Stored data entries
- - - -

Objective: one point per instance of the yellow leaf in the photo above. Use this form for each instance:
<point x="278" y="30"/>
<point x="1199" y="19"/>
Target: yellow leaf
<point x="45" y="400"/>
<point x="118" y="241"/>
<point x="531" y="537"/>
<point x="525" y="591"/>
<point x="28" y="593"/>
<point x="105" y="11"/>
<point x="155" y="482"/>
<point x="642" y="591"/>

- - - -

| WORK INSTRUCTIONS |
Write each record out again exactly.

| REPLY TO THE TASK |
Objective: one point per instance of the yellow leaf in the photo above. Use this form for each instance:
<point x="278" y="30"/>
<point x="1199" y="19"/>
Target: yellow leaf
<point x="45" y="400"/>
<point x="118" y="241"/>
<point x="531" y="537"/>
<point x="525" y="591"/>
<point x="28" y="593"/>
<point x="105" y="11"/>
<point x="155" y="482"/>
<point x="642" y="591"/>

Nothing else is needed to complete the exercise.